→ **ARTICLE**:
====================

# Sorting Your Own Mortgage



## RandomlySet (Jul 10, 2007)

Has anyone ever done this before?

Me and SWMBO are both first time buyers, and have found a house that we're looking at putting an offer in for. 

We went to see a mortgage advisor a few weeks ago, and she wanted about £350, and would apparently get a good mortgage rate etc etc.

Anyway, we looked at the bank she looked at, and can get a better rate ourselves by going direct.

So, is there really any need for a mortgage advisor?

Any help would be appreciated.

TIA

Mat

:thumb:


----------



## SimonBash (Jun 7, 2010)

Best deal we got was direct with Woolwich, often no need for a MA IMO, remember they have to get paid somehow, usually a commission from the mortgage provider, having said that sometimes they have deals that you can't get direct.


----------



## The Cueball (Feb 8, 2007)

a MA is just another link in the chain to worry about and pay... I would avoid to be honest...

just go direct, and decide what kind of deal you want...

I just go for either a 2 or 5 year fixed rate....means you know where you are, and don't have to eyeball the rates and worry about changes every month...

:thumb:


----------



## robertdon777 (Nov 3, 2005)

Just go direct. But I echo the above sometimes they do have better deals so it's always worth asking them what they have to offer


----------



## ant_s (Jan 29, 2009)

I've used a adviser for mine and he's hasn't charged us as he's part of the Estate agents (I know in the long run i'm paying him someway or other) but he has got us very very good deals, so much so that we're paying less than my gf's friend. Her and her bf have borrowed less than us, over a longer period and are paying nearly £100 per month more!!


----------



## dcj (Apr 17, 2009)

I have a customer who is a mortgage advisor who is based in Clowne. She gets her commission from whichever bank she gets the best deal from for the borrower.So you dont pay the commission. I can check with her and pass on her contact number if you need it.I think she does home visits as well.


----------



## Chris_Foci (Feb 21, 2006)

I got a few offers from Mortgage Advisors which apparently couldnt be beaten. One hour on the internet and I had beaten their supposedly best quote by a huge margin. If you know your LTV bracket you are in just spend your own time researching all the banks/building societies yourself, it really doesnt take long.

I went with Yorkshire Building Society in the end, thier 5 year fix couldnt be beaten at the time and I believe they are still very competetive now. Well worth a look.


----------



## HalfordsShopper (Jul 8, 2008)

====================

→ **YOUR OBJECTIVE**:
Quote the passage of the mortgage thread word for word, from "## dcj (Apr" to "(Feb 21, 2006)".

→ **DATASET EXTRACT**:
====================

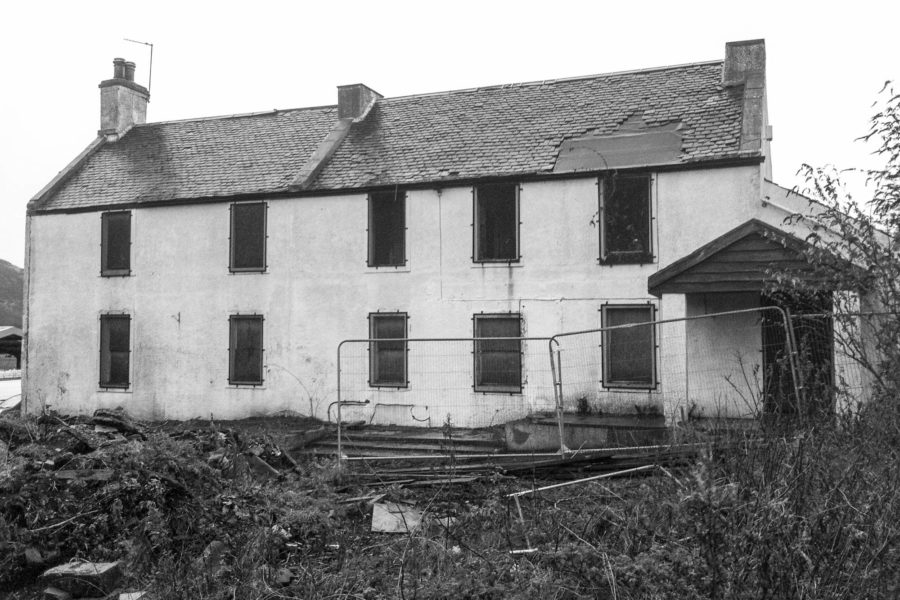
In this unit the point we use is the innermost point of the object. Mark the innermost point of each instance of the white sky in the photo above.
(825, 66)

====================

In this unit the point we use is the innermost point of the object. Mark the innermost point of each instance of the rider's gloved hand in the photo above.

====================

→ **RIGHT ANSWER**:
## dcj (Apr 17, 2009)

I have a customer who is a mortgage advisor who is based in Clowne. She gets her commission from whichever bank she gets the best deal from for the borrower.So you dont pay the commission. I can check with her and pass on her contact number if you need it.I think she does home visits as well.


----------



## Chris_Foci (Feb 21, 2006)